◆ Texto citado:
------------------------------------------------------------

Lira omite fazenda e rebanho de gado em declaração à Justiça Eleitoral

Foto: Agência Câmara

Redação*

O presidente da Câmara, Arthur Lira (PP), deixou de listar, na declaração de bens enviada à Justiça Eleitoral, uma fazenda de 182 hectares em Pernambuco, da qual o deputado diz ser dono numa disputa judicial, bem como o rebanho de gado de elite, segundo reportagem da Folha de S. Paulo.

Lira declarou ter seis fazendas no interior de Alagoas, mas não listou o imóvel localizado no município de Quipapá. Essa propriedade é alvo de batalha na Justiça entre o deputado e posseiros. O filho de um antigo morador do terreno, no qual funcionava uma usina de cana, pediu à Justiça o usucapião.

A fazenda chegou a ser invadida por sem-terra em 2017 e já esteve na lista de desapropriação para reforma agrária do governo federal, mas a iniciativa acabou revista em 2016. No processo de usucapião em Pernambuco, o deputado também anexou laudos genéticos de animais para mostrar que cria gado na área rural contestada.

Para tentar provar que é dono da fazenda e que os posseiros não têm direito à permanência, advogados de Lira anexaram ao processo um compromisso de compra firmado em 2008 no valor de R$ 350 mil (R$ 793 mil em cifras corrigidas pela inflação).

O contrato envolvia os direitos de herança e meação do antigo proprietário, que havia adquirido parte das terras da antiga usina. Os mesmos papéis haviam sido protocolados à Justiça pernambucana na época da invasão dos sem-terra, em um pedido de reintegração de posse.

As informações sobre bens prestadas não são confirmadas pelas autoridades eleitorais. Há ainda certa resistência dos tribunais eleitorais de aplicar punições mais duras em decorrência da omissão de patrimônio nas declarações dos candidatos.

Outro tipo de propriedade que não aparece nas declarações de bens do deputado neste ano é o seu rebanho. Em 2015, em depoimento em inquérito derivado da Lava Jato, Lira declarou ter posse de 690 cabeças de gado. A última vez que o gado constou especificamente em sua declaração eleitoral de bens, porém, foi em 2006, quando afirmou possuir 240 animais.

Em outra ação na Justiça, sobre um litígio em arrendamento de uma propriedade pelo deputado no município de Campo Alegre (a 80 km de Maceió), ele também anexou comprovantes de propriedade de dezenas de animais.

Lira costuma participar de leilões de gado de elite. Só em um desses eventos, promovido em 2019 em Maceió, constavam para venda 12 bovinos nelore puro de origem em nome do deputado.

------------------------------------------------------------

◆ Dados fornecidos:
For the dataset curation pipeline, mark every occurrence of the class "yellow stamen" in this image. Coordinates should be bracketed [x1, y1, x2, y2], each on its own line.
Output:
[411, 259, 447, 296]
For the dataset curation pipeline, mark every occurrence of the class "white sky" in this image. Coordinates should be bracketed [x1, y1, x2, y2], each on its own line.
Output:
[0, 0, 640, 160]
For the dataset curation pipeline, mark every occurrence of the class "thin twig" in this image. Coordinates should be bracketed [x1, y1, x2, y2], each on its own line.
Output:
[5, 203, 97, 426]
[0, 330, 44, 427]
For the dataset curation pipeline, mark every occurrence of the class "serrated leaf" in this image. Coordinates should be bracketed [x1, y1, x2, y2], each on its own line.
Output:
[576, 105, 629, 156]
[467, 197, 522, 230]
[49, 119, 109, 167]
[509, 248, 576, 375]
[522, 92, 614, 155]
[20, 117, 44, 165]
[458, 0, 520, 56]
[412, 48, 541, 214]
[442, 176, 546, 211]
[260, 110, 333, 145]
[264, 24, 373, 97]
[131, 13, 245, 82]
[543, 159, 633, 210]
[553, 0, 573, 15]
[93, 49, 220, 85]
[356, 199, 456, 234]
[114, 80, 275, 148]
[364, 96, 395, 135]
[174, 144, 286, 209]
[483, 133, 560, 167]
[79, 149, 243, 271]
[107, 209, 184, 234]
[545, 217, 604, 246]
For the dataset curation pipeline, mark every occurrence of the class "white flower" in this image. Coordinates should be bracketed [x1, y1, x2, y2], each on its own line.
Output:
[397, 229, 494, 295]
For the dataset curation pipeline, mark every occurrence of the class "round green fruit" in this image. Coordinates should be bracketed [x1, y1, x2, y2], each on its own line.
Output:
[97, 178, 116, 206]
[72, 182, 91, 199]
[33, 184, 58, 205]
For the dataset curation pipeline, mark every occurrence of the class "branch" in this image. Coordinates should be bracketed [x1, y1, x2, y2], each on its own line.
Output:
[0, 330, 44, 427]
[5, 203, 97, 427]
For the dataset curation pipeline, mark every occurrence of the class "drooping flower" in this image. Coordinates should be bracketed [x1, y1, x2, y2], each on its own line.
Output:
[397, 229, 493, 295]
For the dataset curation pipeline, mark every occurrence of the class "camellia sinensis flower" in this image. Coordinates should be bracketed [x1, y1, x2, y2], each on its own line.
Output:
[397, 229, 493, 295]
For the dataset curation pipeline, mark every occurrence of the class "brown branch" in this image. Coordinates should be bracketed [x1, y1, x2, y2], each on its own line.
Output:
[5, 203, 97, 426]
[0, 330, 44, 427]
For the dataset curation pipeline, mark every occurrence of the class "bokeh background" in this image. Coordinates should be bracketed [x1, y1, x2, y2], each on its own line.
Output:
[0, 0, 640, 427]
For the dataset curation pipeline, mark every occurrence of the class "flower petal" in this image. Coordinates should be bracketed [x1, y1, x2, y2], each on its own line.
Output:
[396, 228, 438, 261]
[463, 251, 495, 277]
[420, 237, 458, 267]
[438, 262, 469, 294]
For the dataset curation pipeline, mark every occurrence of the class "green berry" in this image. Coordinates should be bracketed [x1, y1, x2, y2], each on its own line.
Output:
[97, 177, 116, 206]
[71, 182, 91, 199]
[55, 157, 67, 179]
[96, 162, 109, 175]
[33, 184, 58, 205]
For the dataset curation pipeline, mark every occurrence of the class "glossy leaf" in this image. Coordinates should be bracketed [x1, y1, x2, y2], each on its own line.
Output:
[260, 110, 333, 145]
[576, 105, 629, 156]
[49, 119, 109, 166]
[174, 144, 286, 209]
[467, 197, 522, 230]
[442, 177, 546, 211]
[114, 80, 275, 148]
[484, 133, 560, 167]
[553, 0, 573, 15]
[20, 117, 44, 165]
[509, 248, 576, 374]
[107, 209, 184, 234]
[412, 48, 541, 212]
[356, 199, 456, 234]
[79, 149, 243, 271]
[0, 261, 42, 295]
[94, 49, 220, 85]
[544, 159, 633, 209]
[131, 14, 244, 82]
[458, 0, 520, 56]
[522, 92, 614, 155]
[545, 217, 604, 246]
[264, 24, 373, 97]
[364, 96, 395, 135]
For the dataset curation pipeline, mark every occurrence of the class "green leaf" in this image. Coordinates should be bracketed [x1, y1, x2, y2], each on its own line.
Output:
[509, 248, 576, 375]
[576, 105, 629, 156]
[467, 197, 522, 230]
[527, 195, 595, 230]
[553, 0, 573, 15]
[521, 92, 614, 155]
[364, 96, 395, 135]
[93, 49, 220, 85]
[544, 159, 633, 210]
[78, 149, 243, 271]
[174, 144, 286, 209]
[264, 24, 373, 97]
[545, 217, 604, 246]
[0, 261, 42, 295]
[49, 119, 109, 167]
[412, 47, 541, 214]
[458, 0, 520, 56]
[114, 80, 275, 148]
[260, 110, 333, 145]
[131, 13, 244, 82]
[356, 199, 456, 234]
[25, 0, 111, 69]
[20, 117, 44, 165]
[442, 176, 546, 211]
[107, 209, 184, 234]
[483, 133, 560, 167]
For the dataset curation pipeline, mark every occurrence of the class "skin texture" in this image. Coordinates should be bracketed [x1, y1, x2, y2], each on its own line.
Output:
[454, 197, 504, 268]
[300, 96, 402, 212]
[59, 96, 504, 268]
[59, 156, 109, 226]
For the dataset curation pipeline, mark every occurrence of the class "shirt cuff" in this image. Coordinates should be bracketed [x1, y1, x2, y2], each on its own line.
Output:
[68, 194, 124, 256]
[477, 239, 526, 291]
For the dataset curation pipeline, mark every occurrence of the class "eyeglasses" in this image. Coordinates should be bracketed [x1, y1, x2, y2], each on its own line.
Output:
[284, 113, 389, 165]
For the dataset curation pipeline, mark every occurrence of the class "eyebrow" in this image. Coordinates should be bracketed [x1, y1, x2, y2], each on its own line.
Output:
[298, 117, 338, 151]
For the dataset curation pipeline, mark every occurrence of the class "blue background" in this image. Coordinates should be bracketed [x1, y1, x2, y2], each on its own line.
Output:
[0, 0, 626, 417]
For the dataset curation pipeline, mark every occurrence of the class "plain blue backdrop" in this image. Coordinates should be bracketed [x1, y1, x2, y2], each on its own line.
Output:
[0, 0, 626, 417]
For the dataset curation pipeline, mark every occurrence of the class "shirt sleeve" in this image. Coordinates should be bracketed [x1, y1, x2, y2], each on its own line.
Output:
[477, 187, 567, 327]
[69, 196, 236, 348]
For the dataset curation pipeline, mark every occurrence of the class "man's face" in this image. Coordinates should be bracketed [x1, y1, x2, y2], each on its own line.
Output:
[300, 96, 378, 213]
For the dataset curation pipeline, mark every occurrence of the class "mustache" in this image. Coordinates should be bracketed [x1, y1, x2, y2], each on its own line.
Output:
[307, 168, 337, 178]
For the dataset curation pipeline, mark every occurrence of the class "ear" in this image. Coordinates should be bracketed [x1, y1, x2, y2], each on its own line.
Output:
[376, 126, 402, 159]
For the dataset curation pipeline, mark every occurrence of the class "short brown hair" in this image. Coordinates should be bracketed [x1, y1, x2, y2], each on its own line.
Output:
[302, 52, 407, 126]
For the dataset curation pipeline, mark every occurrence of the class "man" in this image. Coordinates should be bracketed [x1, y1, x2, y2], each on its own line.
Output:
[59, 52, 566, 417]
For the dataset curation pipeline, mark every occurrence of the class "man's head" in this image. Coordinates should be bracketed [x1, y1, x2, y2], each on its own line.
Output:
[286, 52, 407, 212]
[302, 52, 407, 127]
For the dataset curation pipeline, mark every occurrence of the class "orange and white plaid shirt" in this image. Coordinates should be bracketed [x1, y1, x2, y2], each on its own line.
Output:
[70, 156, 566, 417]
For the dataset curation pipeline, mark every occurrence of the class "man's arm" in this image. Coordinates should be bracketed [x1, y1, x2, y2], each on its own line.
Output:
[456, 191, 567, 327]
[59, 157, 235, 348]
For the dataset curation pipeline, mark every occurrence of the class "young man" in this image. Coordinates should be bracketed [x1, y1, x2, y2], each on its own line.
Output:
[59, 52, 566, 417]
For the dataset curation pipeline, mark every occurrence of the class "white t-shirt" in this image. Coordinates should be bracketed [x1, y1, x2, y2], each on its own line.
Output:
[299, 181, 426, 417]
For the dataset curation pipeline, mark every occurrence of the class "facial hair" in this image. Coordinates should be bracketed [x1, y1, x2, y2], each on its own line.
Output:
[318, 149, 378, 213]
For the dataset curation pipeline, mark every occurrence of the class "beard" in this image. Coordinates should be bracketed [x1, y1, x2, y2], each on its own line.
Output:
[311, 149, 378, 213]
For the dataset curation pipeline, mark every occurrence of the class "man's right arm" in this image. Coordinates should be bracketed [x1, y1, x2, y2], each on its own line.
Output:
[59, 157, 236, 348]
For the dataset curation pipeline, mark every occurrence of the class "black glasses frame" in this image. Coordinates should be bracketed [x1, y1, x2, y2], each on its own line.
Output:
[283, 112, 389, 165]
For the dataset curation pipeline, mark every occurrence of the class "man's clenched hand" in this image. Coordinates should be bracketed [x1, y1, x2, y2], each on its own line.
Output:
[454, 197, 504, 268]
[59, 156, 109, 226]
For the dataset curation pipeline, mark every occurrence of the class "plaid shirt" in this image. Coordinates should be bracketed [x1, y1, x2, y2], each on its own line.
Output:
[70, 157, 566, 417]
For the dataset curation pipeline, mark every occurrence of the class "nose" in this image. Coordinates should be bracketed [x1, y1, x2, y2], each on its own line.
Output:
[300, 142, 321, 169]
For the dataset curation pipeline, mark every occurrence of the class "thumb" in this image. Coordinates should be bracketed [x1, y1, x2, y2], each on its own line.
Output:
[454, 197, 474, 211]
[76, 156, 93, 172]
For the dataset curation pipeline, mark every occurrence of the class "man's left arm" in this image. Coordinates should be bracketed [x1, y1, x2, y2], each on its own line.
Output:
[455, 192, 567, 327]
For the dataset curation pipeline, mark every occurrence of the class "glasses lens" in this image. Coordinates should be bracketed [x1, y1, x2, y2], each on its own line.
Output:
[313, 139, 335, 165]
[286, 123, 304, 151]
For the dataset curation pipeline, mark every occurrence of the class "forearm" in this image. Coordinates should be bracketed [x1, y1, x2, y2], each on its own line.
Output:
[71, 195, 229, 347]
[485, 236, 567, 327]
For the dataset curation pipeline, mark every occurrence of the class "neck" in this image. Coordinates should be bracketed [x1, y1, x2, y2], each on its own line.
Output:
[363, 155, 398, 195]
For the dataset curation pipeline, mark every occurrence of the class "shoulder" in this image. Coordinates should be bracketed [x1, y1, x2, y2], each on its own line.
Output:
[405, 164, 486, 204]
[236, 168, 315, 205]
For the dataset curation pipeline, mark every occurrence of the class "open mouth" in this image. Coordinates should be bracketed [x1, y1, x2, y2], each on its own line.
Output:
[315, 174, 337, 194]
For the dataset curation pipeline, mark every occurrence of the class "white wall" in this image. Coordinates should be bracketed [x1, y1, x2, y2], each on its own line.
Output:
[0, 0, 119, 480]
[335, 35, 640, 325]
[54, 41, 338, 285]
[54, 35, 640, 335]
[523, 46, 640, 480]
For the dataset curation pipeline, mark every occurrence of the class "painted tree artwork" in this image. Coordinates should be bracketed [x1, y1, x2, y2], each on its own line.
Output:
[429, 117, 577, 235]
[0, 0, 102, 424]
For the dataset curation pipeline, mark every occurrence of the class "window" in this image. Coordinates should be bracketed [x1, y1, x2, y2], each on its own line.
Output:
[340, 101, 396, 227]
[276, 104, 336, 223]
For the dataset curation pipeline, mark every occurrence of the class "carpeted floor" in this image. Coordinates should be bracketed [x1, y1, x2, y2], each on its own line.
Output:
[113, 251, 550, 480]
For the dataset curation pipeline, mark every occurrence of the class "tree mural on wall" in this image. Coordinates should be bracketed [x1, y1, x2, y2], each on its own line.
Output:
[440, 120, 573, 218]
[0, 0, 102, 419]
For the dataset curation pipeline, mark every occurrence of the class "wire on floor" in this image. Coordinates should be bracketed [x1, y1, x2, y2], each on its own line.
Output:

------------------------------------------------------------

◆ Objetivo declarado A: Cite o trecho da reportagem sobre Arthur Lira que começa em "Outro tipo de" e segue até "nome do deputado.".
◆ Objetivo declarado B: Segundo a reportagem sobre Arthur Lira, quantas cabeças de gado ele declarou possuir no depoimento de 2015?

◆ Resultado do exercício A:
Outro tipo de propriedade que não aparece nas declarações de bens do deputado neste ano é o seu rebanho. Em 2015, em depoimento em inquérito derivado da Lava Jato, Lira declarou ter posse de 690 cabeças de gado. A última vez que o gado constou especificamente em sua declaração eleitoral de bens, porém, foi em 2006, quando afirmou possuir 240 animais.

Em outra ação na Justiça, sobre um litígio em arrendamento de uma propriedade pelo deputado no município de Campo Alegre (a 80 km de Maceió), ele também anexou comprovantes de propriedade de dezenas de animais.

Lira costuma participar de leilões de gado de elite. Só em um desses eventos, promovido em 2019 em Maceió, constavam para venda 12 bovinos nelore puro de origem em nome do deputado.

◆ Resultado do exercício B: 690 cabeças de gado.